Selected excerpt:
___
While family offices have become more professional, Francis Parisis, Global Head of Private Wealth at Intertrust Group, says they need to constantly meet new challenges by improving efficiency through technology.
What trends have you identified recently in the family office sector?
Management of family offices is improving. They are reaching out to professionals to help them and, with the wider availability of IT platforms, they are migrating to dedicated systems. While in the past we saw family offices sealing themselves off, we now see them exchanging ideas, helping and embracing opportunities for cross investment with other family offices. The newer generation is becoming more agile and broad-minded in terms of investment; there is a trend away from pure asset protection towards alternative investments, geographical and industry diversification and faster turnaround investments. Behaviours are very responsive to the current situation: the Covid-19 pandemic has seen a growth of investments in pharmaceuticals, for example. We have also seen people who are cash rich looking for opportunities ranging from logistics to real estate.
There is a trend away from pure asset protection towards alternative investments, geographical and industry diversification and faster turnaround investments.
How is Intertrust Group adapting and developing its offering to family offices?
We have developed the tools and processes to service large groups and our experience tells us the future of our business lies in technology. We have geared up with new reporting tools, and different technologies that allow our clients to use databases and documentation management systems to gain access to their information and materials. Our client portal “IRIS” provides them with everything they need to set up a fund in just one click – whether that is in Singapore, Abu Dhabi or Luxembourg. This technology is our added value – mean and lean. People who support technology will carry the business forward and Intertrust Group has launched new products that are well regarded in the industry.
___
List of tasks:
a - Change the family office interview between "How is Intertrust" and "in the industry.", inclusive, so that "client portal" reads "online platform".
b - According to the family office interview, why has Intertrust Group geared up with new reporting tools and technologies? Please answer in one to three sentences.
c - Pick up the family office interview from the point where it stops.
None of the lines are needed.

Given information:
___
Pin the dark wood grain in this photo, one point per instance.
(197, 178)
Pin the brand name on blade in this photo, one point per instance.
___
Outputs by task:
a -
How is Intertrust Group adapting and developing its offering to family offices?
We have developed the tools and processes to service large groups and our experience tells us the future of our business lies in technology. We have geared up with new reporting tools, and different technologies that allow our clients to use databases and documentation management systems to gain access to their information and materials. Our online platform “IRIS” provides them with everything they need to set up a fund in just one click – whether that is in Singapore, Abu Dhabi or Luxembourg. This technology is our added value – mean and lean. People who support technology will carry the business forward and Intertrust Group has launched new products that are well regarded in the industry.

b - Intertrust Group's experience tells it that the future of its business lies in technology.

c -
What opportunities and challenges do you foresee for the family offices sector in the next five years?
Family offices will have to adapt and improve to take advantage of the opportunities being created. That will mean moving towards greater professionalism and embracing new technologies. Many expect a surge in taxes to help pay for the Covid-19 pandemic, as well as a new wave of regulations to which family offices will have to adhere; no doubt, they will be seeking advisors to navigate these complexities. We now have DAC-6 to comply with and we will have a new wave of AIFMD II for the larger investment vehicles. This is one of the tasks LAFO will undertake to see which regulations will affect family offices. Speeding up and streamlining family office operations and functions through greater professionalism will allow them to address the challenges and the opportunities created by a more diversified and agile investment approach. Family offices can have a big impact on our world in a positive way because they are preparing for the future and therefore tend to look to the longer term.